§ PROVIDED MATERIAL
============================================================

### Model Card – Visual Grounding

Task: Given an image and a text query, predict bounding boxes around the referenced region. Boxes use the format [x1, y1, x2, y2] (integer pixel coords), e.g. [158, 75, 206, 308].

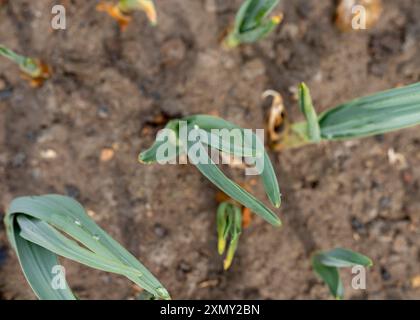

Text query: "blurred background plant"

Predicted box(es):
[0, 44, 51, 87]
[96, 0, 157, 30]
[223, 0, 283, 48]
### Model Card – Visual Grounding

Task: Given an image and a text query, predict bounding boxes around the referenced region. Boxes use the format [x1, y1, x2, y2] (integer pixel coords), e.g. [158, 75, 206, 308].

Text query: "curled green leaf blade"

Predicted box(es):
[225, 0, 281, 48]
[138, 120, 182, 164]
[312, 248, 373, 299]
[299, 83, 321, 143]
[319, 248, 373, 268]
[5, 195, 169, 299]
[312, 256, 344, 300]
[217, 202, 229, 255]
[12, 230, 76, 300]
[319, 83, 420, 140]
[184, 129, 281, 226]
[189, 115, 281, 208]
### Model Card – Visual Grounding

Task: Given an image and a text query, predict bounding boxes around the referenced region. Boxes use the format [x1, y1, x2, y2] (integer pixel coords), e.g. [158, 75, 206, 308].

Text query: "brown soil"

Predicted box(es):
[0, 0, 420, 299]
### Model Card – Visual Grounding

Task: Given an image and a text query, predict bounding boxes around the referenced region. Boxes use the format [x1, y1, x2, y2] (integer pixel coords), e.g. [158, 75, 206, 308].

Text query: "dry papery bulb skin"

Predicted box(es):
[335, 0, 383, 32]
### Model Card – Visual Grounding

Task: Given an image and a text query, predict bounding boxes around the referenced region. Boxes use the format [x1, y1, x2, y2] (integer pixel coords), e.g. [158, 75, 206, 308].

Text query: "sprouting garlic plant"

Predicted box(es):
[0, 44, 51, 87]
[139, 115, 281, 226]
[96, 0, 157, 30]
[269, 83, 420, 150]
[217, 201, 242, 270]
[4, 195, 170, 300]
[223, 0, 283, 48]
[312, 248, 373, 300]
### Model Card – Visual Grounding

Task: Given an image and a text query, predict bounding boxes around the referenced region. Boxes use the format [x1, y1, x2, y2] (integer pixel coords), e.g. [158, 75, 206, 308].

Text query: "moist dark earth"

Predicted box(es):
[0, 0, 420, 299]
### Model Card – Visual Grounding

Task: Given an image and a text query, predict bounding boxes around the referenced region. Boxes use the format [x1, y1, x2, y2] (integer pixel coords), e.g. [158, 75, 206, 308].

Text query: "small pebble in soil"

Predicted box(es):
[12, 152, 26, 168]
[96, 105, 109, 119]
[100, 148, 115, 162]
[39, 149, 57, 160]
[379, 197, 391, 210]
[64, 184, 80, 199]
[153, 223, 169, 238]
[381, 266, 391, 281]
[351, 217, 366, 233]
[178, 261, 192, 273]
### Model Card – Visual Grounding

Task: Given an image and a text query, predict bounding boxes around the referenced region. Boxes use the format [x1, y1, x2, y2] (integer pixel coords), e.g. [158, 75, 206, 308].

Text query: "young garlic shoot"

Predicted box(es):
[4, 195, 170, 300]
[139, 115, 281, 226]
[0, 44, 51, 87]
[312, 248, 373, 300]
[223, 0, 283, 49]
[217, 201, 242, 270]
[268, 83, 420, 150]
[96, 0, 157, 31]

============================================================

§ SET EXERCISE
Collect every line of the listing above that contains the string "garlic". Case counts.

§ SOLUTION TO THIS TASK
Text query: "sprouting garlic plant"
Text query: "young garlic shoot"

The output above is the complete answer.